— Source extract —
——

I recently booked a round-trip flight from EWR (Newark, New Jersey) to LAX (Los Angeles, California). For almost two years, I had been going to United’s website (www.united.com) on Wednesdays and booking my flights. I usually book six to eight weeks in advance, but this time I had to wait to finalize dates and, three weeks before my preferred departure date, the best fare was offered on a Friday.

Here’s the lowdown. On Thursday, July 2, 2015, I found out that I would have to be in California on Aug. 14, so I started looking at fares for an Aug. 12 departure. (United has multiple flights per day in each direction between EWR and LAX.) At the time, the fares seemed high to me, so I thought I would wait until the following Wednesday to book any flights. Nevertheless, I checked fares each day. 

On Wednesday, July 8, the fare was actually higher than it had been the day before, so I decided to not buy the tickets that day and continued to check prices daily.

I noticed that not only were the fares changing from day to day but, depending on the departure time of the flight in either direction, round-trip fares could vary by $100 or more. Also, if I wanted to book a round trip, the lowest published fare sometimes required a stop for the return flight, but I wanted nonstops in both directions.

Finally, since I knew fares rose significantly within two weeks of the flight, on July 23 (19 days before the first leg of my round-trip flight) I decided to book. 

To get the lowest fare that day ($503 round trip), I had to choose an outgoing flight that wasn’t as convenient as I would have liked, but I knew that United has a 24-hour grace period in which you can make changes to an itinerary without penalty. The next day, Friday, I found that the more convenient outgoing flight I wanted was eligible for the same fare, so I switched to that flight.

Just to compare, I looked at fares again in the first few days of August, and prices for my Aug. 12 departure were starting in the $600 range.

This entire discussion is in regard to economy-class seating. On all flights, Economy Plus (a section of economy-class seats with more legroom) is available for an additional fee. Normally, getting an Economy Plus seat ahead of time costs an extra $89-$139 in each direction. 

Flying 25,000 miles in a year with United, you can qualify for Premier Silver status and upgrade to Economy Plus for free at the time of check-in (24 hours ahead). At Premier Gold level, or 50,000 miles per year, you can upgrade for free at the time you book your flight (weeks ahead).

——

— Provided information —
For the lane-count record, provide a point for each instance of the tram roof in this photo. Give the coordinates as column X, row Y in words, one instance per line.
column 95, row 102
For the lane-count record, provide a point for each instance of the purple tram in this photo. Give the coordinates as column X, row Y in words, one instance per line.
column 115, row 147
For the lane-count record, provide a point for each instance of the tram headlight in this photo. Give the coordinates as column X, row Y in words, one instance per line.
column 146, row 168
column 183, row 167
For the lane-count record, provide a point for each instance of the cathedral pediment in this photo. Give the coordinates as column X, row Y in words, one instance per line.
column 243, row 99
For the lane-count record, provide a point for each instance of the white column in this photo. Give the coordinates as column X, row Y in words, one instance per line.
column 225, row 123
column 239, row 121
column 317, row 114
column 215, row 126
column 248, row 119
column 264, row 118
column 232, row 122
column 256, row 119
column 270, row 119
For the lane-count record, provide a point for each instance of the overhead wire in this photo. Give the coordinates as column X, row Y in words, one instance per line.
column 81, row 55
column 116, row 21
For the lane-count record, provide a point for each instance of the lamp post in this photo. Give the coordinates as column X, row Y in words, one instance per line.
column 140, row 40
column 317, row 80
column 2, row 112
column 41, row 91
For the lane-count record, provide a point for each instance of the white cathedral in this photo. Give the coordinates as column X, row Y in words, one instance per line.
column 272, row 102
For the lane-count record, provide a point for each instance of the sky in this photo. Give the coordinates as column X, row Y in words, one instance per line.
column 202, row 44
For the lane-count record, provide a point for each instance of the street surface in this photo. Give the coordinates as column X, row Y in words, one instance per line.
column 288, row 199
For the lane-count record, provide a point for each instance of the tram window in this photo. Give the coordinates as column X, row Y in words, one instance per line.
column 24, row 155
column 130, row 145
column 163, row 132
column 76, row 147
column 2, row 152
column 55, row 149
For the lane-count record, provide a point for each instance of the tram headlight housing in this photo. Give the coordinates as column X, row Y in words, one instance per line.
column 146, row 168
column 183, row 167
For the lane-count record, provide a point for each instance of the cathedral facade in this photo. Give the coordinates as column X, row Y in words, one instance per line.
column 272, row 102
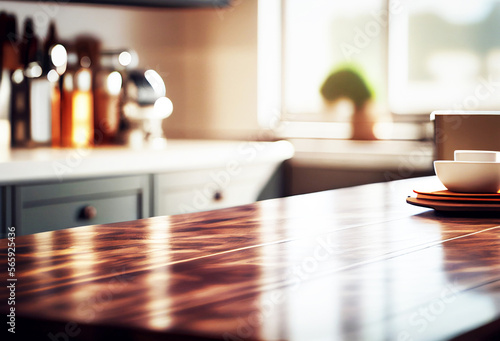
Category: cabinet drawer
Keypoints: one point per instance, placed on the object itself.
(86, 212)
(209, 189)
(54, 206)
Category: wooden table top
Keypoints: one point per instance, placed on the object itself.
(350, 264)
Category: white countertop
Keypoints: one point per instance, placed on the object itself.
(56, 164)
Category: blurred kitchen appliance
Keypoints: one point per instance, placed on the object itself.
(146, 107)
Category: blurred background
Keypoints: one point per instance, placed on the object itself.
(350, 84)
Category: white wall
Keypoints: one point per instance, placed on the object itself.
(207, 57)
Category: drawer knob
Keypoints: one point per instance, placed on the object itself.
(89, 212)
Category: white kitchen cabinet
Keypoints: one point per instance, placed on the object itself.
(46, 189)
(208, 189)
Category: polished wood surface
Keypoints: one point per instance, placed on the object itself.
(350, 264)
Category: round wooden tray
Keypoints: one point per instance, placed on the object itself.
(456, 206)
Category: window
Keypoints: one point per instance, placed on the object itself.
(398, 59)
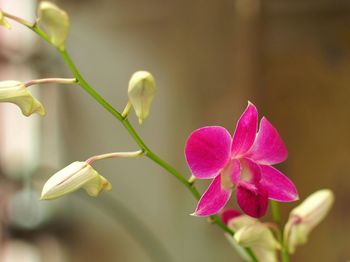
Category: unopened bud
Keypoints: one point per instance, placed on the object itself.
(250, 232)
(16, 92)
(3, 21)
(141, 91)
(305, 217)
(54, 21)
(71, 178)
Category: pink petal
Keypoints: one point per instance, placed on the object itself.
(228, 214)
(207, 151)
(213, 200)
(278, 186)
(268, 148)
(250, 172)
(230, 175)
(245, 132)
(252, 199)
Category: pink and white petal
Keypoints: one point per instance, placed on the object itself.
(230, 175)
(252, 199)
(250, 171)
(268, 148)
(278, 186)
(207, 151)
(245, 132)
(229, 214)
(213, 200)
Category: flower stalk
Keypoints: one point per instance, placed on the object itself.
(65, 81)
(114, 155)
(125, 122)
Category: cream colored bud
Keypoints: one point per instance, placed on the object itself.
(3, 21)
(54, 21)
(141, 91)
(305, 217)
(71, 178)
(15, 92)
(256, 235)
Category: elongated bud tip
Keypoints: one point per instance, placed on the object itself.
(71, 178)
(54, 22)
(141, 91)
(3, 21)
(15, 92)
(306, 216)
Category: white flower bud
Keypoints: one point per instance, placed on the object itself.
(3, 21)
(54, 21)
(250, 232)
(15, 92)
(141, 91)
(71, 178)
(305, 217)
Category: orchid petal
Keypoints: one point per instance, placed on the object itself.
(245, 132)
(268, 148)
(252, 199)
(230, 175)
(229, 214)
(278, 186)
(250, 172)
(207, 151)
(213, 200)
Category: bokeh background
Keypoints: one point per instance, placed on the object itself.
(290, 57)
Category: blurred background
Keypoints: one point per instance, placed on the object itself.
(290, 57)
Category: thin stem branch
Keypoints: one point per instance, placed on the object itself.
(125, 122)
(65, 81)
(276, 214)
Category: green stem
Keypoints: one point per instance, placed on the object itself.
(147, 151)
(276, 214)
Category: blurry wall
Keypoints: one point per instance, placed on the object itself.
(291, 58)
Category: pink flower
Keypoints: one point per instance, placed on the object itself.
(242, 162)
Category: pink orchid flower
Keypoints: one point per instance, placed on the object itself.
(242, 162)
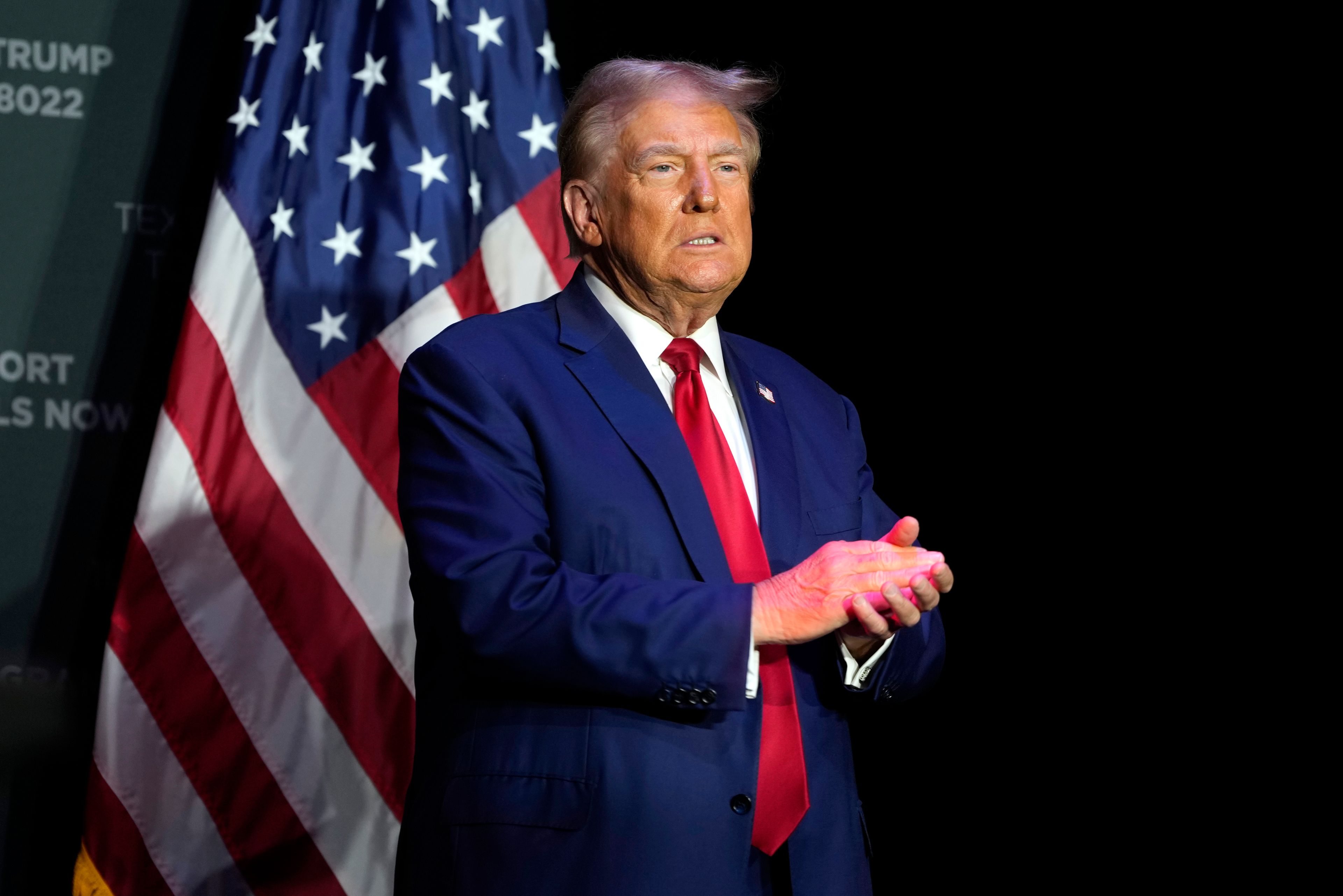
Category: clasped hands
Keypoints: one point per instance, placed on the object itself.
(865, 590)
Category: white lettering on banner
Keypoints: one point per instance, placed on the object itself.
(27, 101)
(35, 367)
(21, 414)
(86, 416)
(49, 101)
(147, 220)
(49, 56)
(53, 368)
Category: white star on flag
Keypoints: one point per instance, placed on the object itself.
(344, 245)
(547, 51)
(329, 327)
(539, 135)
(418, 253)
(371, 73)
(246, 115)
(487, 31)
(437, 84)
(262, 34)
(297, 137)
(430, 169)
(358, 159)
(313, 54)
(475, 193)
(280, 218)
(476, 112)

——

— Aim of the task —
Reproduce word for word the part of the airfare account above that starts at "I noticed that" and ends at "decided to book.".

— Answer to this exercise —
I noticed that not only were the fares changing from day to day but, depending on the departure time of the flight in either direction, round-trip fares could vary by $100 or more. Also, if I wanted to book a round trip, the lowest published fare sometimes required a stop for the return flight, but I wanted nonstops in both directions.

Finally, since I knew fares rose significantly within two weeks of the flight, on July 23 (19 days before the first leg of my round-trip flight) I decided to book.